- [PROBLEM TO WORK ON]: If a line of the records contains the string "headlight", copy it out.

Referring expression grounding data

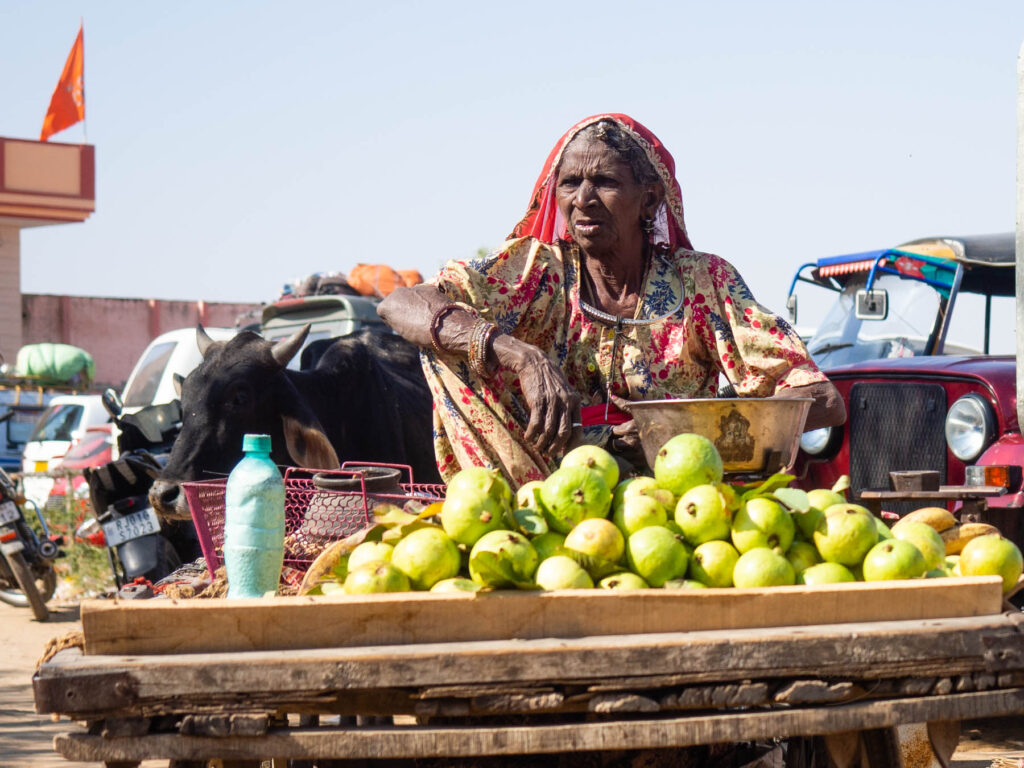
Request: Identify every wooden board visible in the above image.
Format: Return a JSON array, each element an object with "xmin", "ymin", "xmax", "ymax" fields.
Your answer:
[
  {"xmin": 35, "ymin": 613, "xmax": 1024, "ymax": 719},
  {"xmin": 50, "ymin": 688, "xmax": 1024, "ymax": 762},
  {"xmin": 80, "ymin": 576, "xmax": 1004, "ymax": 656}
]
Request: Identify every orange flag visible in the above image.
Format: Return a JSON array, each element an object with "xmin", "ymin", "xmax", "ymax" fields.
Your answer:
[{"xmin": 40, "ymin": 24, "xmax": 85, "ymax": 142}]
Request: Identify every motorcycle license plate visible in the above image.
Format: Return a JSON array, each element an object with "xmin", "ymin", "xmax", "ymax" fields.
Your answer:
[
  {"xmin": 0, "ymin": 500, "xmax": 19, "ymax": 526},
  {"xmin": 102, "ymin": 508, "xmax": 161, "ymax": 547}
]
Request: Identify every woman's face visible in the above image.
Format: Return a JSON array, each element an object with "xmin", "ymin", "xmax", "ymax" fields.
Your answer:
[{"xmin": 555, "ymin": 137, "xmax": 656, "ymax": 263}]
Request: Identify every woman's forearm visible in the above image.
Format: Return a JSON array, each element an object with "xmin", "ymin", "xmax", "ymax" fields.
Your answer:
[{"xmin": 377, "ymin": 284, "xmax": 476, "ymax": 356}]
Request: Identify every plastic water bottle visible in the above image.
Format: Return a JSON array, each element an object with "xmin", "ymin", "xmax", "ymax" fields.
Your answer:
[{"xmin": 223, "ymin": 434, "xmax": 285, "ymax": 598}]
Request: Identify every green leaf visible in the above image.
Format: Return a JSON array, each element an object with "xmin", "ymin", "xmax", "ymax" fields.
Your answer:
[
  {"xmin": 831, "ymin": 475, "xmax": 851, "ymax": 495},
  {"xmin": 557, "ymin": 547, "xmax": 621, "ymax": 581},
  {"xmin": 468, "ymin": 550, "xmax": 538, "ymax": 590},
  {"xmin": 739, "ymin": 473, "xmax": 796, "ymax": 503},
  {"xmin": 772, "ymin": 488, "xmax": 810, "ymax": 513},
  {"xmin": 330, "ymin": 555, "xmax": 349, "ymax": 582},
  {"xmin": 512, "ymin": 507, "xmax": 548, "ymax": 536},
  {"xmin": 306, "ymin": 584, "xmax": 324, "ymax": 596}
]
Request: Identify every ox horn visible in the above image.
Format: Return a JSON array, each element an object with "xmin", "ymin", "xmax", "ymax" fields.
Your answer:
[
  {"xmin": 271, "ymin": 324, "xmax": 311, "ymax": 368},
  {"xmin": 196, "ymin": 325, "xmax": 216, "ymax": 358}
]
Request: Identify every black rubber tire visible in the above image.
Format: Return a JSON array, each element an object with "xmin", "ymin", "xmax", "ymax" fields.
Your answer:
[{"xmin": 4, "ymin": 550, "xmax": 50, "ymax": 621}]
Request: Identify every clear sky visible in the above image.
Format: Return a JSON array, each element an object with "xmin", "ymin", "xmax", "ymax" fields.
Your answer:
[{"xmin": 2, "ymin": 1, "xmax": 1021, "ymax": 351}]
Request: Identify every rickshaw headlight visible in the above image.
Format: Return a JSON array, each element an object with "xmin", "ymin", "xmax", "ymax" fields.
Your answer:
[
  {"xmin": 945, "ymin": 394, "xmax": 995, "ymax": 462},
  {"xmin": 800, "ymin": 427, "xmax": 834, "ymax": 456}
]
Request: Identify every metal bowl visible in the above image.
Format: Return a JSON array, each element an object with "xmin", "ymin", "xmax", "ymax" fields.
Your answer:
[{"xmin": 621, "ymin": 398, "xmax": 813, "ymax": 475}]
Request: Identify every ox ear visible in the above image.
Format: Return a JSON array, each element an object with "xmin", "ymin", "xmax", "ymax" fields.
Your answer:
[
  {"xmin": 282, "ymin": 415, "xmax": 340, "ymax": 470},
  {"xmin": 271, "ymin": 325, "xmax": 311, "ymax": 368},
  {"xmin": 196, "ymin": 325, "xmax": 215, "ymax": 358},
  {"xmin": 172, "ymin": 372, "xmax": 185, "ymax": 397}
]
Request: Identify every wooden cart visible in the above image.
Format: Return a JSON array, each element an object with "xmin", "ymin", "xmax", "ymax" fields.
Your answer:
[{"xmin": 32, "ymin": 576, "xmax": 1024, "ymax": 767}]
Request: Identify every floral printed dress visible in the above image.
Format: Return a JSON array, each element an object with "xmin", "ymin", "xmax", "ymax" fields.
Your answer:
[{"xmin": 424, "ymin": 236, "xmax": 825, "ymax": 488}]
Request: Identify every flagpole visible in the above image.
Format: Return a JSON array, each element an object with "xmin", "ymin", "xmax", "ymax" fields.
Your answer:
[{"xmin": 80, "ymin": 18, "xmax": 87, "ymax": 144}]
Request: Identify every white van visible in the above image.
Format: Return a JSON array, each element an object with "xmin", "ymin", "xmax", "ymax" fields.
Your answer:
[
  {"xmin": 21, "ymin": 394, "xmax": 109, "ymax": 507},
  {"xmin": 120, "ymin": 327, "xmax": 237, "ymax": 412}
]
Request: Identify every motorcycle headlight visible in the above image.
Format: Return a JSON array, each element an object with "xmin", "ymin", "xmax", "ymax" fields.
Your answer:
[
  {"xmin": 945, "ymin": 394, "xmax": 996, "ymax": 462},
  {"xmin": 800, "ymin": 426, "xmax": 834, "ymax": 456}
]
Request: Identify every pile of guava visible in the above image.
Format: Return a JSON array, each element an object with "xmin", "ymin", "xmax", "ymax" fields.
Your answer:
[{"xmin": 310, "ymin": 434, "xmax": 1023, "ymax": 597}]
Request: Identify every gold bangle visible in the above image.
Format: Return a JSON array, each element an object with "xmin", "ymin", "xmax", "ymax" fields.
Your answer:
[{"xmin": 468, "ymin": 320, "xmax": 499, "ymax": 378}]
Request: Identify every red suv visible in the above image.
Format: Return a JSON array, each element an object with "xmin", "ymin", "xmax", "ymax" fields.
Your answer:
[{"xmin": 786, "ymin": 234, "xmax": 1022, "ymax": 545}]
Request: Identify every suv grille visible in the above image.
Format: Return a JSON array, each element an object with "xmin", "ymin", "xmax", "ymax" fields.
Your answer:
[{"xmin": 849, "ymin": 382, "xmax": 947, "ymax": 516}]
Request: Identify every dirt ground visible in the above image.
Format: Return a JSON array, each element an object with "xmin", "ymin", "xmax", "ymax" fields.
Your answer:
[{"xmin": 2, "ymin": 597, "xmax": 1024, "ymax": 768}]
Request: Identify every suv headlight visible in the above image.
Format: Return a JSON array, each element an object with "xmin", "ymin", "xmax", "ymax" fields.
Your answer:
[
  {"xmin": 945, "ymin": 394, "xmax": 996, "ymax": 462},
  {"xmin": 800, "ymin": 426, "xmax": 835, "ymax": 456}
]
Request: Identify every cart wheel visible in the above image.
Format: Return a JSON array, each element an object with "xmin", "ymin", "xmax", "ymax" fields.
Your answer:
[{"xmin": 860, "ymin": 727, "xmax": 902, "ymax": 767}]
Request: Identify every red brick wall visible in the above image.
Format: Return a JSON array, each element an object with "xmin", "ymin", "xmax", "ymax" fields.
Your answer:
[{"xmin": 22, "ymin": 294, "xmax": 261, "ymax": 389}]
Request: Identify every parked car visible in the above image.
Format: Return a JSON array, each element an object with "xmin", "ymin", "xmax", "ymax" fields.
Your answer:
[
  {"xmin": 120, "ymin": 327, "xmax": 238, "ymax": 415},
  {"xmin": 786, "ymin": 233, "xmax": 1023, "ymax": 543},
  {"xmin": 260, "ymin": 294, "xmax": 387, "ymax": 370},
  {"xmin": 21, "ymin": 394, "xmax": 109, "ymax": 508}
]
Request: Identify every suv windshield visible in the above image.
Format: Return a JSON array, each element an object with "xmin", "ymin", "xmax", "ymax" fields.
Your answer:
[
  {"xmin": 29, "ymin": 404, "xmax": 83, "ymax": 443},
  {"xmin": 123, "ymin": 341, "xmax": 176, "ymax": 408},
  {"xmin": 807, "ymin": 273, "xmax": 943, "ymax": 368}
]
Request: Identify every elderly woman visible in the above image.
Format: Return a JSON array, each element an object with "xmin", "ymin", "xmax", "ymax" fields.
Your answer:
[{"xmin": 378, "ymin": 114, "xmax": 845, "ymax": 487}]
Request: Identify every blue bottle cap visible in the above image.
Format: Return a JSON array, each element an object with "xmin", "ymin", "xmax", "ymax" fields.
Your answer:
[{"xmin": 242, "ymin": 434, "xmax": 272, "ymax": 453}]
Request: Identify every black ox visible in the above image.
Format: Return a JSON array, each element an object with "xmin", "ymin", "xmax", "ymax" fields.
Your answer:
[{"xmin": 149, "ymin": 325, "xmax": 440, "ymax": 520}]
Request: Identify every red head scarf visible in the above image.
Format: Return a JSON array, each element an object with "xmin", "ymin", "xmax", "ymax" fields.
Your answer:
[{"xmin": 509, "ymin": 114, "xmax": 693, "ymax": 252}]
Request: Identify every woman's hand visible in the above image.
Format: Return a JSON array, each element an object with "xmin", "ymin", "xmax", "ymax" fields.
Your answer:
[
  {"xmin": 494, "ymin": 336, "xmax": 580, "ymax": 457},
  {"xmin": 608, "ymin": 394, "xmax": 648, "ymax": 473}
]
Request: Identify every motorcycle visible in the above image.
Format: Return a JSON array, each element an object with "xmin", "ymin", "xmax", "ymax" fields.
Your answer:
[
  {"xmin": 77, "ymin": 390, "xmax": 200, "ymax": 591},
  {"xmin": 0, "ymin": 460, "xmax": 62, "ymax": 621}
]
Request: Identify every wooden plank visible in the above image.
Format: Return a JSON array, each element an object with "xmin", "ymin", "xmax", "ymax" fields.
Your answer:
[
  {"xmin": 52, "ymin": 688, "xmax": 1024, "ymax": 762},
  {"xmin": 80, "ymin": 576, "xmax": 1004, "ymax": 656},
  {"xmin": 35, "ymin": 613, "xmax": 1024, "ymax": 718}
]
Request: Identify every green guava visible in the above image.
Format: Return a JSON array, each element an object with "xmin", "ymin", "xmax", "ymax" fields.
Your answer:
[
  {"xmin": 674, "ymin": 484, "xmax": 732, "ymax": 545},
  {"xmin": 733, "ymin": 547, "xmax": 796, "ymax": 588},
  {"xmin": 862, "ymin": 539, "xmax": 928, "ymax": 582},
  {"xmin": 653, "ymin": 433, "xmax": 724, "ymax": 497},
  {"xmin": 429, "ymin": 577, "xmax": 482, "ymax": 593},
  {"xmin": 530, "ymin": 531, "xmax": 566, "ymax": 561},
  {"xmin": 598, "ymin": 572, "xmax": 649, "ymax": 590},
  {"xmin": 447, "ymin": 466, "xmax": 513, "ymax": 510},
  {"xmin": 347, "ymin": 541, "xmax": 394, "ymax": 573},
  {"xmin": 731, "ymin": 497, "xmax": 795, "ymax": 554},
  {"xmin": 560, "ymin": 445, "xmax": 619, "ymax": 493},
  {"xmin": 873, "ymin": 515, "xmax": 894, "ymax": 541},
  {"xmin": 535, "ymin": 555, "xmax": 594, "ymax": 590},
  {"xmin": 343, "ymin": 561, "xmax": 410, "ymax": 594},
  {"xmin": 795, "ymin": 488, "xmax": 844, "ymax": 539},
  {"xmin": 625, "ymin": 526, "xmax": 689, "ymax": 587},
  {"xmin": 959, "ymin": 534, "xmax": 1024, "ymax": 594},
  {"xmin": 944, "ymin": 554, "xmax": 961, "ymax": 576},
  {"xmin": 440, "ymin": 491, "xmax": 507, "ymax": 547},
  {"xmin": 612, "ymin": 476, "xmax": 673, "ymax": 512},
  {"xmin": 515, "ymin": 480, "xmax": 545, "ymax": 509},
  {"xmin": 564, "ymin": 518, "xmax": 625, "ymax": 569},
  {"xmin": 891, "ymin": 520, "xmax": 946, "ymax": 572},
  {"xmin": 468, "ymin": 530, "xmax": 539, "ymax": 588},
  {"xmin": 663, "ymin": 578, "xmax": 709, "ymax": 589},
  {"xmin": 798, "ymin": 562, "xmax": 856, "ymax": 585},
  {"xmin": 612, "ymin": 494, "xmax": 668, "ymax": 537},
  {"xmin": 688, "ymin": 540, "xmax": 740, "ymax": 588},
  {"xmin": 391, "ymin": 526, "xmax": 461, "ymax": 590},
  {"xmin": 539, "ymin": 465, "xmax": 612, "ymax": 534},
  {"xmin": 786, "ymin": 540, "xmax": 822, "ymax": 576},
  {"xmin": 813, "ymin": 504, "xmax": 879, "ymax": 566}
]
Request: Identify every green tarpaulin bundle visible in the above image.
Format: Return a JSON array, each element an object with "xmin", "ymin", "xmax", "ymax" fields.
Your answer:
[{"xmin": 14, "ymin": 343, "xmax": 95, "ymax": 387}]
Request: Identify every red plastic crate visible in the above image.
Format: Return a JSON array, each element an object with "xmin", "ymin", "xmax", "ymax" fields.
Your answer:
[{"xmin": 182, "ymin": 463, "xmax": 445, "ymax": 577}]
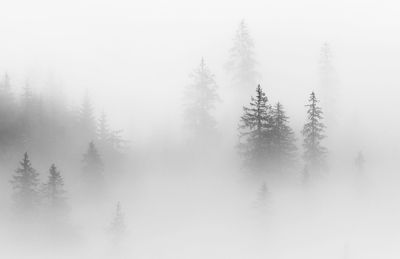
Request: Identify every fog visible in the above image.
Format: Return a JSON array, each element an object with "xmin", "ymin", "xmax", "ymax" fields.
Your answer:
[{"xmin": 0, "ymin": 0, "xmax": 400, "ymax": 258}]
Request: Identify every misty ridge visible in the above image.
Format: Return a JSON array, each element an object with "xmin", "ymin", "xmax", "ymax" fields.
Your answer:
[{"xmin": 0, "ymin": 13, "xmax": 400, "ymax": 259}]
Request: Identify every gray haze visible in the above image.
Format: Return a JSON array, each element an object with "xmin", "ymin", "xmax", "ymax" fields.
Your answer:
[{"xmin": 0, "ymin": 0, "xmax": 400, "ymax": 258}]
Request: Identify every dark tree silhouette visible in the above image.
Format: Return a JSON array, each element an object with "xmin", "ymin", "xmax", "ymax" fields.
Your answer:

- [SOLUTION TO THE EXERCISE]:
Request: Identify every rickshaw headlight visible in the above image.
Request: Identify every motorcycle headlight visible in the above image.
Request: Identify every suv headlight visible in the above image.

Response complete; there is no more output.